Task objective :: Would you write out the listing verbatim and skip every picture in it?
────────
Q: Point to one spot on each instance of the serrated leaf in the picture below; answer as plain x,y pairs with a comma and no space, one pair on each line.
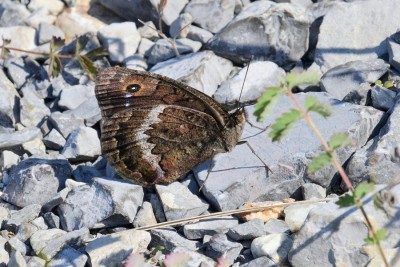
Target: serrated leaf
319,162
346,200
362,189
339,140
134,260
388,84
88,66
308,77
176,259
97,52
267,102
369,240
283,124
381,234
81,43
313,104
55,66
56,43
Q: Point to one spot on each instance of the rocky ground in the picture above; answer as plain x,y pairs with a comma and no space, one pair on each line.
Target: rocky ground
63,205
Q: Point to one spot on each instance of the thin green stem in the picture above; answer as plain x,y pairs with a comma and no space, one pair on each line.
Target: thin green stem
341,171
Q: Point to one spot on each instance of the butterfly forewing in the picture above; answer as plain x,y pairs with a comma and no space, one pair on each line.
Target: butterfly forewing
155,129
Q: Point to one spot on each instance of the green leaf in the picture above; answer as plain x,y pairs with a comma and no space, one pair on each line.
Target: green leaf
88,66
319,162
97,52
81,43
283,124
56,43
346,200
55,66
267,102
312,104
339,140
362,189
388,84
308,77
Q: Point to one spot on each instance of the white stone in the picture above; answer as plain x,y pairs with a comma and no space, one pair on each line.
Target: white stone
118,42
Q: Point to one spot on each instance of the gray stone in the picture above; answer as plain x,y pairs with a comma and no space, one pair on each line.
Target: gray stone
288,159
4,256
110,250
36,262
162,50
195,258
211,15
274,246
54,140
73,96
52,220
82,144
145,216
394,54
219,246
119,44
382,98
68,257
36,181
33,110
16,259
15,244
8,159
88,110
85,174
170,239
296,215
105,202
378,160
178,202
311,190
247,230
47,246
261,75
136,62
344,79
27,214
252,33
149,31
261,261
198,34
12,13
65,122
20,69
180,27
38,16
47,31
338,43
8,102
338,234
203,71
10,140
211,226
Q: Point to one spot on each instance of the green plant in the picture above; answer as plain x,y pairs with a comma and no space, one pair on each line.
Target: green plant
55,65
283,124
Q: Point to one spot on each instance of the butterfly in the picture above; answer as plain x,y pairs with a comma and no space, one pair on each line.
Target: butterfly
155,129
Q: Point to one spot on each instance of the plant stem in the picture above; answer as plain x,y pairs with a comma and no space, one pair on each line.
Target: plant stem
341,171
36,53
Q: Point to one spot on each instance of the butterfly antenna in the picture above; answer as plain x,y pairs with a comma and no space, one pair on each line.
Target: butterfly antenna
245,77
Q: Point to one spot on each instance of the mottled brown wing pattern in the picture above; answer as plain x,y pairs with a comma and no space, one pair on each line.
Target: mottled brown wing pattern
156,129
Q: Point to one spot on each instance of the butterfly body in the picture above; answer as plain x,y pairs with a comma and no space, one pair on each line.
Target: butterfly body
155,129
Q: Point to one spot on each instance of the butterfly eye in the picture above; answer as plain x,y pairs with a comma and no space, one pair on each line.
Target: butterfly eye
133,88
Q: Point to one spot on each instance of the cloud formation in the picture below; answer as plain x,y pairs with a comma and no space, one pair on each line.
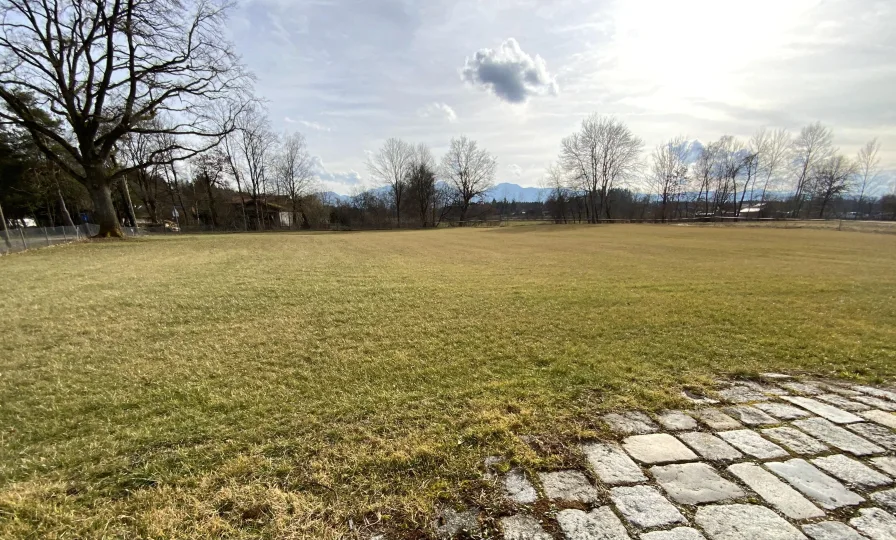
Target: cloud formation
509,72
306,123
438,110
331,179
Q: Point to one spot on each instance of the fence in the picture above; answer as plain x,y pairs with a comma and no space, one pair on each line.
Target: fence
21,239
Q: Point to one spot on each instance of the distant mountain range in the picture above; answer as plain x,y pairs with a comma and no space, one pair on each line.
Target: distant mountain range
504,190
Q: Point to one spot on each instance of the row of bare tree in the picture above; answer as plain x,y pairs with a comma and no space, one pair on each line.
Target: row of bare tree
688,178
114,89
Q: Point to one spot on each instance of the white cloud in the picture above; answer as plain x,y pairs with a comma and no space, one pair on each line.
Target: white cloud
438,110
339,182
510,73
306,123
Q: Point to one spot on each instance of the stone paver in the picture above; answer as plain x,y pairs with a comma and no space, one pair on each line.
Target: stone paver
826,491
598,524
775,492
716,419
452,523
568,486
676,421
837,437
709,446
775,376
522,527
831,530
886,464
698,399
881,417
644,507
876,392
745,522
695,483
875,433
802,388
657,448
518,487
742,394
838,389
851,471
751,416
630,423
678,533
877,403
611,465
782,411
765,388
843,403
781,464
751,443
825,410
796,440
876,523
886,498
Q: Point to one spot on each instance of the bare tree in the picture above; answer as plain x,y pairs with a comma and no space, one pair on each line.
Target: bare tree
728,152
295,173
603,153
556,183
773,150
421,183
811,147
669,172
831,178
100,69
209,175
867,166
254,141
470,170
703,173
392,165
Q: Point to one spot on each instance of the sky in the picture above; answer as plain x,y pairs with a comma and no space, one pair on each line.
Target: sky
518,76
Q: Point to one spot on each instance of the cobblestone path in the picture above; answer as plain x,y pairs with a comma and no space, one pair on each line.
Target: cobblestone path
777,459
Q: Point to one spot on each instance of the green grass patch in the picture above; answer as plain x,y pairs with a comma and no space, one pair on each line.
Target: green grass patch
280,385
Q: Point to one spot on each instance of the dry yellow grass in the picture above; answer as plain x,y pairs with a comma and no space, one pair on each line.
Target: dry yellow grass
281,386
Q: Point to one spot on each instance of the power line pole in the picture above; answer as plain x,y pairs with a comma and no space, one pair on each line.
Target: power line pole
5,231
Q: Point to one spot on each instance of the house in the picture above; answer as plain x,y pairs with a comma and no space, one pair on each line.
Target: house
273,216
754,211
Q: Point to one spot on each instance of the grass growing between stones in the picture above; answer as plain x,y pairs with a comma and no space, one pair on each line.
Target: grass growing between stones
309,385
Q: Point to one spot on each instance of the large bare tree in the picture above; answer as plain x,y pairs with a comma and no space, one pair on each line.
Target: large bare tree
812,146
601,155
831,177
80,75
295,173
867,167
391,165
773,150
253,146
669,172
470,170
421,183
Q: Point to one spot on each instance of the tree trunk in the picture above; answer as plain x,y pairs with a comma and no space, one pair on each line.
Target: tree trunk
213,213
5,230
129,205
103,209
66,217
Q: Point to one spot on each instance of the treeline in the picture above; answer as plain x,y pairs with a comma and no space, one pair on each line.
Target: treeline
153,121
772,175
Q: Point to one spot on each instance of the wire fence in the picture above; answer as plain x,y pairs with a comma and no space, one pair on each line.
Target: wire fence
21,239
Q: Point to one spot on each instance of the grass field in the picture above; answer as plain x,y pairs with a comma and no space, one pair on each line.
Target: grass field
285,385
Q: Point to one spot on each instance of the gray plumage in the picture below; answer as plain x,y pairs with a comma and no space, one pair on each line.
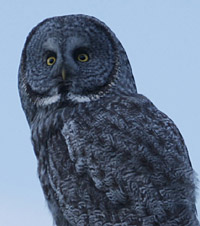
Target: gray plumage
106,155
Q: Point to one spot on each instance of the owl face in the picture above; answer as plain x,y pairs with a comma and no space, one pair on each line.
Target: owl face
72,58
69,54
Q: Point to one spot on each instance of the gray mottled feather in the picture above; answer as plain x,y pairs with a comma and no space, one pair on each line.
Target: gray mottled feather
107,156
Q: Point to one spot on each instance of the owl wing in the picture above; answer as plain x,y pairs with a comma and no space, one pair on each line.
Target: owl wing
133,153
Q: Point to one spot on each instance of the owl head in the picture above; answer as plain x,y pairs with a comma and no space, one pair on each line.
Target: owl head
73,58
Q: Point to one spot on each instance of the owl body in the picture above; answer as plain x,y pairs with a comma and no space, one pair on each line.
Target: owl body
106,155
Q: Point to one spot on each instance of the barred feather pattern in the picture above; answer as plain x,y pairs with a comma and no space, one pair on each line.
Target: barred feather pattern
138,174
────────
Answer in full ::
Q: Point to one spot on each instance of the serrated leaf in the picture below; answer as plain x,y pairs with a comma and no space, one pair on each line.
Target: serrated leaf
319,162
346,200
362,189
339,140
134,260
388,84
88,66
308,77
176,259
97,52
267,102
369,240
283,124
381,234
81,43
313,104
55,66
56,43
Q: Point to one spot on each instance of the rocky ground in the picture above; answer as plain x,y pairs with a comma and no space, one pair on each line.
Target: rocky ground
63,205
Q: Point to one spot on each instance of the thin green stem in the picture above; answer as plain x,y pairs with a comma and no space, one pair on each line.
Target: thin green stem
341,171
Q: Point to one spot on each instance of the butterfly forewing in the picture above; answer as plain x,y pairs with a comma and no space, one pair on each line.
Target: butterfly forewing
155,129
Q: Point to one spot on each instance of the green leaf in the picture above; answer as plain x,y pairs with a comma and no space, one pair on each line.
Target: green leaf
88,66
319,162
97,52
81,43
283,124
56,43
346,200
55,66
267,102
312,104
339,140
362,189
388,84
308,77
Q: Point to one spot on each instance of the white stone in the picture above; answer as plain x,y pairs with a comma and no space, one pair on each line.
Target: white stone
118,42
Q: Point to one spot on each instance of the gray stone in the picture above; answer as plain x,y pairs with a comma and no space, one pair on each line.
Target: gray stone
288,159
4,256
110,250
36,262
162,50
195,258
211,15
274,246
54,140
73,96
52,220
82,144
145,216
394,54
219,246
119,44
382,98
68,257
36,181
33,110
16,259
15,244
8,159
88,110
85,174
170,239
296,215
105,202
378,160
178,202
311,190
247,230
47,246
261,75
136,62
344,79
27,214
252,33
149,31
261,261
198,34
12,13
65,122
20,69
180,27
38,16
47,31
338,43
8,102
338,234
203,71
10,140
211,226
Q: Point to one spot on each instance of the green plant in the picture above; answer as plain x,y pairs with a comma and no space, one pair on each line.
Target: green plant
55,65
283,124
Q: Point to one spot on each instance of the butterfly in the picture above; answer as plain x,y pairs with a comma and no space, one pair on each line.
Target: butterfly
155,129
Q: Point to one spot on each instance of the plant stem in the picture above; answer as plain x,y pairs with a comma and no space, one pair on each line.
Target: plant stem
341,171
36,53
Q: Point to one spot on each instance of the butterfly antenna in the picture above; answer as plain x,y pairs with a comma and no space, one pair on each line.
Target: butterfly antenna
245,77
Q: Point to one spot on each instance of the mottled brown wing pattern in the picture above; answer as plain x,y pairs with a comma and no space, one pair on each line.
Target: mottled brown wing pattern
156,129
Q: Point to one spot on each instance of the butterfly body in the picture above; answer as plain x,y pairs with a comma and no space, one pair on each line.
Target: butterfly body
155,129
Q: Point to one spot on each instance of the butterfly eye in the picture above; answer as plain x,y pairs with a comma and no space, one pair on each line.
Target: butterfly eye
133,88
Q: Point to one spot on each instance of the cloud formation in the picture below; answer as plain x,y pairs with a comma and no space, one pair on each line.
Target: cloud formation
509,72
306,123
438,110
331,179
Q: Point to one spot on each instance of the fence in the picture above; answer as plain x,y pairs with a comma and no space, one pair on each line.
Target: fence
21,239
Q: Point to one spot on each instance of the distant mountain range in the picture above; answer as plain x,y pairs with a comma and no space, one pair on each line.
Target: distant mountain range
504,190
Q: Point to one spot on each instance of the row of bare tree in the picture above; answer as plain x,y pairs with a comma and no space, one pair on each line.
Target: row of bare tree
688,178
114,89
Q: Point to one spot on each instance of the white cloud in the picture above; answer as plain x,y pairs with a comma and no space, one pair on each line.
Target: white cloud
438,110
339,182
510,73
306,123
Q: Point to one spot on each instance of the stone paver in the picture above; answer as plain x,y pairs with a comma and no space, one pair on each line.
Target: stone paver
826,491
598,524
775,492
716,419
452,523
568,486
676,421
837,437
709,446
775,376
522,527
831,530
886,464
698,399
881,417
644,507
876,392
745,522
695,483
875,433
802,388
657,448
518,487
742,394
838,389
851,471
751,416
630,423
678,533
877,403
611,465
782,411
765,388
843,403
781,464
751,443
825,410
796,440
876,523
886,498
Q: Point to one spot on each instance of the bare tree in the picture above; answer as plain x,y pairs with a comma and no space, one pair on each line.
Target: bare tree
728,152
295,173
603,153
556,183
773,150
421,183
811,147
669,172
831,178
100,69
209,175
867,166
254,141
470,170
703,173
392,165
Q: Point to one spot on each instance of the sky in the picture above; answer as plain x,y pairs with a comma and no space, one pair on each line.
Target: sky
518,76
Q: Point to one spot on each instance of the cobblestone path in the picture above; answer as plain x,y pairs with a comma and no space, one pair on each line.
Target: cobblestone path
777,459
Q: Point to one spot on each instance of the green grass patch in the picture above; answer as plain x,y pairs with a comma and no space, one pair on each line.
Target: green grass patch
280,385
Q: Point to one spot on each instance of the dry yellow grass in the picture above; answer as plain x,y pairs with a comma and no space, one pair on each line.
Target: dry yellow grass
281,386
Q: Point to one spot on each instance of the power line pole in the picture above; answer as plain x,y pairs with a comma and no space, one pair on each line.
Target: power line pole
5,231
Q: Point to one spot on each instance of the house in the picture above; answer as plain x,y pairs with a comma and no space, one pair on each line.
Target: house
273,216
754,211
Q: Point to one spot on each instance of the grass growing between stones in the picture above; answer as plain x,y pairs with a comma and no space, one pair on each line.
Target: grass growing between stones
309,385
Q: Point to one spot on each instance of the large bare tree in the picture above; answer as plain x,y pairs with a comma and no space, one pair on each line.
Target: large bare tree
812,146
601,155
831,177
80,75
295,173
867,167
391,165
773,150
253,146
669,172
470,170
421,183
Q: Point to one spot on each instance of the tree trunk in the picture above; answer as plain x,y pairs with a comma and no space, one pair on each line.
Target: tree trunk
213,213
5,230
129,205
103,209
66,217
Q: Point to one spot on each instance of the treeline in the picture above; answer as plain x,y pairs with a comma and no space, one pair on each line.
Target: treeline
153,121
772,175
Q: Point to one spot on each instance of the wire fence in the picture above; answer as plain x,y pairs with a comma and no space, one pair on each line.
Target: wire fence
21,239
Q: Point to one spot on each instance of the grass field in the picture above; answer as plain x,y pairs with a comma and no space, one pair on each line.
Target: grass field
285,385
Q: Point to one spot on each instance of the gray plumage in the picture below; answer as plain x,y pairs with a comma and no space, one pair on each line.
Target: gray plumage
106,155
Q: Point to one spot on each instance of the owl face in the picture above; answer as plain x,y pairs with a comma and no space, one pair on each line.
Target: owl face
72,58
69,54
Q: Point to one spot on each instance of the gray mottled feather in the picture above; answer as plain x,y pairs with a comma and no space, one pair on each line.
Target: gray mottled feather
107,156
Q: Point to one spot on each instance of the owl wing in the picture above; answer as plain x,y pairs with a comma and no space, one pair on each line.
Target: owl wing
133,153
Q: Point to one spot on each instance of the owl head in the picture above; answer as plain x,y pairs with a comma and no space, one pair on each line.
Target: owl head
73,58
Q: Point to one spot on each instance of the owl body in the picture above; answer as plain x,y pairs with a comma and no space, one pair on each line.
Target: owl body
106,155
Q: Point to one spot on each instance of the barred feather pattern in the picture above; answer as plain x,y pairs with a comma and no space, one pair on each line.
Target: barred feather pattern
138,174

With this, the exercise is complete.